(Written problem): Could you print the listing below without any change, from the line containing "job: **rocky cliff**" through the end of the listing?
━━ Exercise data ━━
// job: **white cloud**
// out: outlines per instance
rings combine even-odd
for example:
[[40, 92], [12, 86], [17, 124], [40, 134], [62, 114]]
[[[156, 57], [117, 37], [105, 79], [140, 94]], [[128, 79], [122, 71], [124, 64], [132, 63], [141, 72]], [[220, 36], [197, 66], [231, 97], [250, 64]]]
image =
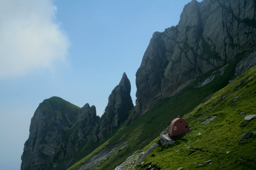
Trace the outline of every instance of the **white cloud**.
[[65, 61], [69, 41], [51, 0], [0, 0], [0, 78]]

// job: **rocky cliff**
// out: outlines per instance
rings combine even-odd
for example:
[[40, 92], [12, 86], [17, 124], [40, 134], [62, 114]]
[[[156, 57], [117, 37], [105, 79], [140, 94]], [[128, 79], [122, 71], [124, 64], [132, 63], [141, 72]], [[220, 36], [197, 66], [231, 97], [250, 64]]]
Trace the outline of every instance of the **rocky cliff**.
━━━
(In response):
// job: **rocky cliff**
// out: outlines per instance
rings combine even-odd
for example:
[[40, 92], [12, 86], [17, 124], [40, 134], [62, 114]]
[[[156, 57], [117, 37], [105, 79], [140, 94]], [[128, 79], [122, 71], [124, 64], [132, 63], [141, 72]], [[220, 36], [197, 66], [231, 97], [250, 64]]]
Trace the outline of every instance of the **rocky cliff**.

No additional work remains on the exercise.